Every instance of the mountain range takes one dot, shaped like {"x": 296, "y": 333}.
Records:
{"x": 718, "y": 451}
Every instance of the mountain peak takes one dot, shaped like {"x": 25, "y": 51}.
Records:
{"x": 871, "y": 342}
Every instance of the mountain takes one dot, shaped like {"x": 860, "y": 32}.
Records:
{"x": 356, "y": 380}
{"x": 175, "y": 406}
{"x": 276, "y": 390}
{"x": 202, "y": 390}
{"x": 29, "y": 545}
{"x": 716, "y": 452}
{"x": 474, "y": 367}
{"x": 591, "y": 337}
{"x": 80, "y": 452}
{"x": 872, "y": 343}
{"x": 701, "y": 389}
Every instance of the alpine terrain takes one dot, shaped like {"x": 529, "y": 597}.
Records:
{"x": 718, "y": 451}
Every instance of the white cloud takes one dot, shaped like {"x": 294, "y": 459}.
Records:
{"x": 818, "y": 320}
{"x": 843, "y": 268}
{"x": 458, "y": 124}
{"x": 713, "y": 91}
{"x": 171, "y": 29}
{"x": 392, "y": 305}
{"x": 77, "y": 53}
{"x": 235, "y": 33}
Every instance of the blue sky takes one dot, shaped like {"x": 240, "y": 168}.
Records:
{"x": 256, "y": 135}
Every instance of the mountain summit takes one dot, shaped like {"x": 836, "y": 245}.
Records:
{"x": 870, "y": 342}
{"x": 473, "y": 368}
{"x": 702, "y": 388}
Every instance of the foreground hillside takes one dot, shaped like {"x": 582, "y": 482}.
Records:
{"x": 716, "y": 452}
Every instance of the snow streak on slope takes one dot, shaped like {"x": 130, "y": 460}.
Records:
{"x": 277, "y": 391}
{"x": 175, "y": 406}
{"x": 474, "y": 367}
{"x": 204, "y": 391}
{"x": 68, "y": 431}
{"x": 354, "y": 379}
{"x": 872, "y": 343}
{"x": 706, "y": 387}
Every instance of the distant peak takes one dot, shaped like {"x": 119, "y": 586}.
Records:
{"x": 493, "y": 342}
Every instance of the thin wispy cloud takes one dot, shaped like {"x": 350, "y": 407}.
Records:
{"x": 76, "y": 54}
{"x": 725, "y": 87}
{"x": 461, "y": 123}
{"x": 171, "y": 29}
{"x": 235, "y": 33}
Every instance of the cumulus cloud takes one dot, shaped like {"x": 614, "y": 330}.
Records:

++++++++

DIRECTION:
Could you repeat the lines of the items above word for word, starting at the line that contains "Every instance of the cumulus" and stopping after the last line of the items?

EXPECTED ANSWER:
Every instance of the cumulus cloud takes one dot, shaped like {"x": 614, "y": 330}.
Records:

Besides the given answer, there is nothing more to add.